:: LISTED ENTRIES ::

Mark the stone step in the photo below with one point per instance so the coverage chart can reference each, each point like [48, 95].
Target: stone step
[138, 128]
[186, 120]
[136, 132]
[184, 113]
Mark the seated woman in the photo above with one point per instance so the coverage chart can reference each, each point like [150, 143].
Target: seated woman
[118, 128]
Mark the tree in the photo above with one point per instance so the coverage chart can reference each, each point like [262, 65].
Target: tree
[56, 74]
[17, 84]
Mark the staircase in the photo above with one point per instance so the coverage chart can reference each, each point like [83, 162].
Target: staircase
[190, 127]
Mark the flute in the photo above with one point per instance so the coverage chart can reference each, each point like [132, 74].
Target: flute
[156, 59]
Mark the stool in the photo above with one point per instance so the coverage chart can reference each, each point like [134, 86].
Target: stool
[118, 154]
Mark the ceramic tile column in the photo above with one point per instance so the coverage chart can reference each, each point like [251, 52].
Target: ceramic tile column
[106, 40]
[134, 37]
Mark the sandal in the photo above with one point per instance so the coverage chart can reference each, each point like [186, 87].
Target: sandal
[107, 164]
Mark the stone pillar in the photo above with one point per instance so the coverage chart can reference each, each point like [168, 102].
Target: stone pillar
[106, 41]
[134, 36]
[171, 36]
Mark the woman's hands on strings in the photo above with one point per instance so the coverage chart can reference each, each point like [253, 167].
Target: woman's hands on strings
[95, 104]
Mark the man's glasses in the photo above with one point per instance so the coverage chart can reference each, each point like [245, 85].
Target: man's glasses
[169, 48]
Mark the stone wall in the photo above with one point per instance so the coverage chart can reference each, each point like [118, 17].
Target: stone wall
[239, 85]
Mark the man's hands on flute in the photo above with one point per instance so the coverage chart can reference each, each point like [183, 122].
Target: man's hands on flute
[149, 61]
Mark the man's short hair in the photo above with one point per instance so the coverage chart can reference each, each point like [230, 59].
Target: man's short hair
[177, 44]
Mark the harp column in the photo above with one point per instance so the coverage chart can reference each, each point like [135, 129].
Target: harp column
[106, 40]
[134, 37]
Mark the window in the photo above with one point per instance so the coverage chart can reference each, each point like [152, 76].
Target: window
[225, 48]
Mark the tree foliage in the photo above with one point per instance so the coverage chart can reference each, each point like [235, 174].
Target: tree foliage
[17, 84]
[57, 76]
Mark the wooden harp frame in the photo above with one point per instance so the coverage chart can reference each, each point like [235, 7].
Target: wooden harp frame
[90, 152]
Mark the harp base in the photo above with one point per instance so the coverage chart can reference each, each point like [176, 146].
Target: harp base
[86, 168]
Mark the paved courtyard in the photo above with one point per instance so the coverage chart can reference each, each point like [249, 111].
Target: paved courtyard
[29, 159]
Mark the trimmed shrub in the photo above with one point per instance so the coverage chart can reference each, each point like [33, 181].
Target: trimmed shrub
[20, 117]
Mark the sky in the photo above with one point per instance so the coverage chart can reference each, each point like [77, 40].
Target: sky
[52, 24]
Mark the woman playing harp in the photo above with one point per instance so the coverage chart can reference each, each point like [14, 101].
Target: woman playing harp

:: TASK GOAL ::
Exactly reproduce every line found in the records.

:: EXERCISE ANSWER ::
Mark the stone step in the photo below with one point per instance so the coverage chart can reference each, each point like [48, 95].
Target: stone step
[138, 128]
[186, 120]
[136, 132]
[184, 113]
Mark the seated woman in the photo above with one point per instance so the coverage chart can reference each, each point like [150, 143].
Target: seated woman
[118, 128]
Mark the tree in the photo above with one point per instance so the coverage chart can reference each, each point like [262, 65].
Target: tree
[56, 74]
[17, 84]
Mark the staircase in the photo above with one point per instance so the coverage chart can reference each, each point like [83, 162].
Target: staircase
[190, 127]
Mark the flute in the photo above with one point per instance so the coverage chart can reference each, each point like [132, 74].
Target: flute
[156, 59]
Mark the stool in the photo above with one point per instance so the coverage chart can reference each, each point like [134, 86].
Target: stool
[118, 154]
Mark the ceramic tile column in the photo above with one point per instance so the coverage chart can reference each, each point like [251, 52].
Target: ceramic tile column
[106, 40]
[134, 37]
Mark the sandal in the photo above with one point per instance so the coverage chart can reference each, each point like [186, 87].
Target: sandal
[107, 164]
Mark the stone pillar in the photo above with one point per instance so the coverage chart can reference each, each point like [168, 102].
Target: stone pillar
[106, 41]
[134, 36]
[171, 36]
Mark the woman's hands on strings in the photo above with one point per instance so the coverage chart can reference each, each point like [253, 167].
Target: woman's hands on strings
[95, 104]
Mark the man's glasses in the photo above with one point per instance so the coverage chart can reference each, each point like [245, 85].
Target: man's glasses
[169, 48]
Mark the stone wall in the photo above with one point per instance so the coverage chart can reference each, each point like [118, 17].
Target: stone wall
[239, 85]
Mark the man's hands on flute in the photo above with one point per instance so the coverage chart can reference each, each point like [183, 122].
Target: man's hands on flute
[149, 61]
Mark the man's short hair in the photo above with one point per instance so the coverage chart can reference each, each point like [230, 59].
Target: man's short hair
[177, 44]
Mark the harp column in the photo above with one point per instance so the coverage chart can reference each, each point like [135, 129].
Target: harp column
[106, 40]
[134, 37]
Mark the window in the photo above with one point per instance so the coverage chart can reference each, each point like [152, 76].
Target: window
[225, 48]
Mark the tree foliage in the photo above with one point per instance so the coverage chart can reference each, each point like [235, 174].
Target: tree foliage
[17, 84]
[57, 76]
Mark the wooden harp frame in the photo above with one point per instance so the coverage chart can reference each, each point like [235, 7].
Target: wooden harp frame
[90, 152]
Mark the harp base in the photo above with one point per instance so the coverage chart can reference each, each point like [176, 146].
Target: harp base
[86, 168]
Mark the paved courtyard in the photo above with one point per instance so the coverage chart can reference each, each point like [249, 111].
Target: paved courtyard
[29, 159]
Mark the trimmed shrub in the photo above with one point per instance so the coverage chart can reference each, each point like [33, 181].
Target: trimmed shrub
[20, 117]
Mark the sky in the photo above with one point per instance so the coverage chart can reference each, each point like [77, 40].
Target: sky
[52, 24]
Mark the woman playing harp in the photo above with one point per instance so the coverage chart can reference each, each point like [14, 101].
Target: woman playing harp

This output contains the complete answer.